TEXT TO READ.
..............................

These cases illustrate that California law is unclear on whether a guarantor is entitled to notice. Further, no California court has determined what must be contained in a notice before it is valid. Where another state's law is unclear or undecided, we assume its law to be the same as ours and apply Nebraska's law to the dispute. 16 Am. Jur. 2d Conflicts of Law 78 (1979). Therefore, the trial court did not err in applying Nebraska law.
Nebraska law is clear. A guarantor is a debtor entitled to receive notice under Neb. U.C.C. 9-504 (3) (Reissue 1980). General Electric Credit Corp. v. Lewis, 230 Neb. 429, 432 N.W.2d 27 (1988); Deutsche Credit Corp. v. Hi-Bo Farms, Inc., 224 Neb. 463, 398 N.W.2d 693 (1987); First Nat. Bank Trust Co. v. Hughes, 214 Neb. 42, 332 N.W.2d 674 (1983). Reasonable notice of the sale of collateral is a prerequisite to collection of a deficiency judgment against the debtor. General Electric Credit Corp. v. Lewis, supra; Deutsche Credit Corp. v. Hi-Bo Farms, Inc., supra; First Nat. Bank Trust Co. v. Hughes, supra. To be reasonable, the notice must inform the guarantor of his potential liability for a deficiency on the sale of collateral after the principal debtor's default. General Electric Credit Corp. v. Lewis, supra; Deutsche Credit Corp. v. Hi-Bo Farms, Inc., supra; First Nat. Bank Trust Co. v. Hughes, supra.

..............................

Entries from a dataset
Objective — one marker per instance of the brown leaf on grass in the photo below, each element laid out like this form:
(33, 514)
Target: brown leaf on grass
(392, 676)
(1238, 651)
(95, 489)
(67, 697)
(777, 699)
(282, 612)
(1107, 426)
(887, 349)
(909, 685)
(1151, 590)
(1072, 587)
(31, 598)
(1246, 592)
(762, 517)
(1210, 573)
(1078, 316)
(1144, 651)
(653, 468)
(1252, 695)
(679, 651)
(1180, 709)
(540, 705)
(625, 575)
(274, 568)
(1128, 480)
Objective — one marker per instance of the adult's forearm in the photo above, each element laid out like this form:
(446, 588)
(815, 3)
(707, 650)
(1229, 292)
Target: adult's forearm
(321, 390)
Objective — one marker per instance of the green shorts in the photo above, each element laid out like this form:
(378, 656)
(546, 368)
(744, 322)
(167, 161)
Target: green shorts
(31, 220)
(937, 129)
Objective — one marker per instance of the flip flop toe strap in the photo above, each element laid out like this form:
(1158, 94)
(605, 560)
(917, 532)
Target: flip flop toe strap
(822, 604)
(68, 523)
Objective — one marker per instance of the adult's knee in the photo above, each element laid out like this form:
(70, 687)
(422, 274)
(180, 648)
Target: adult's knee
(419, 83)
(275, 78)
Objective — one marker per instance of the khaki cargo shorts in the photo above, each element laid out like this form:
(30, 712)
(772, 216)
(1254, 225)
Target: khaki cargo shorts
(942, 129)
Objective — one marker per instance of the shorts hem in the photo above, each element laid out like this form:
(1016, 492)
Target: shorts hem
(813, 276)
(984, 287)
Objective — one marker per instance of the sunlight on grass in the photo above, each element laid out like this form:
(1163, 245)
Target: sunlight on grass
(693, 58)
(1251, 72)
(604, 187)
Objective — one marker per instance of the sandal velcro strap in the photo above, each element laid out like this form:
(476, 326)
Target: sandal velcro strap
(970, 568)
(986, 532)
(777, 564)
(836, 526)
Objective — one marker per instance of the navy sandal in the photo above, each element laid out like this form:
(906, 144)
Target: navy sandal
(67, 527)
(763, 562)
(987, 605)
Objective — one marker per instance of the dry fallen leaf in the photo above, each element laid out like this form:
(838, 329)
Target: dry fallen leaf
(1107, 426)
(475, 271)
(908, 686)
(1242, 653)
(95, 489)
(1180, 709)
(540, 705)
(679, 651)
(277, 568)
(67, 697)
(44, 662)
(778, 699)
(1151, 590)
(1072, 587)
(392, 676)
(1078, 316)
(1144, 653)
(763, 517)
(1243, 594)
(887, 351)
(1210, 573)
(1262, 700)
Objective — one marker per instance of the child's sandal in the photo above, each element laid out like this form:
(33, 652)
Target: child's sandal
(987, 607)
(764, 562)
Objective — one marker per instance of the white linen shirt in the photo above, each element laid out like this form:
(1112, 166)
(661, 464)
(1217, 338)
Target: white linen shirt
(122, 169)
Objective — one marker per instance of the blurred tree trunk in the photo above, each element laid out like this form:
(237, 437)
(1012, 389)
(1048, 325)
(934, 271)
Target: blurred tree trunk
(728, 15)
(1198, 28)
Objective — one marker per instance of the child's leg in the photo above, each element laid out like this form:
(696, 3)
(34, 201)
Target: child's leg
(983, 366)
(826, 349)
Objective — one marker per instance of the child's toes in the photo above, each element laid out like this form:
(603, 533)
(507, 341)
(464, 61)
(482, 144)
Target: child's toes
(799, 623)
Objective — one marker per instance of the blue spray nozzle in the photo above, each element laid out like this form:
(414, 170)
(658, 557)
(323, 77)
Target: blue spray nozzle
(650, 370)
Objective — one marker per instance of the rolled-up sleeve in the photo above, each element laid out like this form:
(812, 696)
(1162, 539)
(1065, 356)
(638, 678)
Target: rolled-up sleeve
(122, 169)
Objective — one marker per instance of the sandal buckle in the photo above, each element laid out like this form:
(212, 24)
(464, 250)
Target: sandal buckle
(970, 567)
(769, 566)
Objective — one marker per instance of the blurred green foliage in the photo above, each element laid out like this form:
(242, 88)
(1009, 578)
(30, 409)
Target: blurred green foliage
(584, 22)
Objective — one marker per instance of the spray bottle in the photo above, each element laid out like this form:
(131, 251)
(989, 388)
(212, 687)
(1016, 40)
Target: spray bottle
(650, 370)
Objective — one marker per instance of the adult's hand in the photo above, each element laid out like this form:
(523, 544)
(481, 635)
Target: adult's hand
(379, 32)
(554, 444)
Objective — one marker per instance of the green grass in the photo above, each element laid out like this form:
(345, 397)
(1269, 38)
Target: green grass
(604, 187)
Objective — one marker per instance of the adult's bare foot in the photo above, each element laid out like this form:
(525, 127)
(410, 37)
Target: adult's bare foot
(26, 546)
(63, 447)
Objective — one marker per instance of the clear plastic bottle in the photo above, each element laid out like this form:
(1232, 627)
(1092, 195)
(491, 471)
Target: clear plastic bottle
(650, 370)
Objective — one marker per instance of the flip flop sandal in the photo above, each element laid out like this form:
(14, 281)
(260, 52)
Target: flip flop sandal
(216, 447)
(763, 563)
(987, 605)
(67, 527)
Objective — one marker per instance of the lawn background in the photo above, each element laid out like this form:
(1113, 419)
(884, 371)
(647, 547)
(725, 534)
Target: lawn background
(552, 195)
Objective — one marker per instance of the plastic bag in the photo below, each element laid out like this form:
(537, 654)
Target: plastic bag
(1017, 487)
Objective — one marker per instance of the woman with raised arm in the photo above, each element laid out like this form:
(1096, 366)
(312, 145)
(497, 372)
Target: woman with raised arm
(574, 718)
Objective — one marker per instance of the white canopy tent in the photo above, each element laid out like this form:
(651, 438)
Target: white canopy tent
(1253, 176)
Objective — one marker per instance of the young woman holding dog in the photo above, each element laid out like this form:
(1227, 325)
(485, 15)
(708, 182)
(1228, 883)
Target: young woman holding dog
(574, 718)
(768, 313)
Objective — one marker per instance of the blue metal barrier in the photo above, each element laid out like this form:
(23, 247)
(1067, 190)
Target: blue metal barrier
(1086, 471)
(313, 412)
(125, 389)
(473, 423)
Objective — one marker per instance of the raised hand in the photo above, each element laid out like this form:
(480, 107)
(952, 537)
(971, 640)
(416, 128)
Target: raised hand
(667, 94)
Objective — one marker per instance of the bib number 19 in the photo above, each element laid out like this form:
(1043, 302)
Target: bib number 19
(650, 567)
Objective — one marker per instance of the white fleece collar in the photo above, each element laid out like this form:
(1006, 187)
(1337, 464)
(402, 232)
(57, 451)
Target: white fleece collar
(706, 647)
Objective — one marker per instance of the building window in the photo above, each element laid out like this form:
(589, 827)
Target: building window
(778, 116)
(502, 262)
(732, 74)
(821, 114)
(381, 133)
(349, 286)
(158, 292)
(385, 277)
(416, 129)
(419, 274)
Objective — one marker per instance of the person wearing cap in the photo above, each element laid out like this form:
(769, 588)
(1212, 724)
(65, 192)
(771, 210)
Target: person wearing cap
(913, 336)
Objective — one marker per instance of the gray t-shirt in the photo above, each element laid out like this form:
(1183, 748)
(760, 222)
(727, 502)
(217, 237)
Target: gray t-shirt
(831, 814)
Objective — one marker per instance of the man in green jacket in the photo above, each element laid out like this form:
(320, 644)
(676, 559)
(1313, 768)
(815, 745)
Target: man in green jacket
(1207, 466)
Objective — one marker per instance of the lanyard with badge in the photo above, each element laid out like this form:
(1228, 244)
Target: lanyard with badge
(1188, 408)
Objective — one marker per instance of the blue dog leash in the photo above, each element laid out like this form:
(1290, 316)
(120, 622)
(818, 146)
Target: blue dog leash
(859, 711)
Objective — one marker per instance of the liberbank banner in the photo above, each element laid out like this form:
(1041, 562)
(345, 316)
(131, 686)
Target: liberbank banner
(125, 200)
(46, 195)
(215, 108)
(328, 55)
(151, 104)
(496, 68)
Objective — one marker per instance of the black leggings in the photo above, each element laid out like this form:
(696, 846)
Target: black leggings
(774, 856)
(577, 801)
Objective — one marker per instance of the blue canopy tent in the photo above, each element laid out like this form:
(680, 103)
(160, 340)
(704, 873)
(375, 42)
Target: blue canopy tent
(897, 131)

..............................

TASKS TO COMPLETE.
- 1) Name every court case the passage on guarantor notice above cites.
- 2) From the passage on guarantor notice above, extract word for word the stretch from "These cases illustrate" through "applying Nebraska law.".

RESULTS OF THE TASKS.
- 1)
General Electric Credit Corp. v. Lewis
Deutsche Credit Corp. v. Hi-Bo Farms, Inc.
First Nat. Bank Trust Co. v. Hughes

- 2)
These cases illustrate that California law is unclear on whether a guarantor is entitled to notice. Further, no California court has determined what must be contained in a notice before it is valid. Where another state's law is unclear or undecided, we assume its law to be the same as ours and apply Nebraska's law to the dispute. 16 Am. Jur. 2d Conflicts of Law 78 (1979). Therefore, the trial court did not err in applying Nebraska law.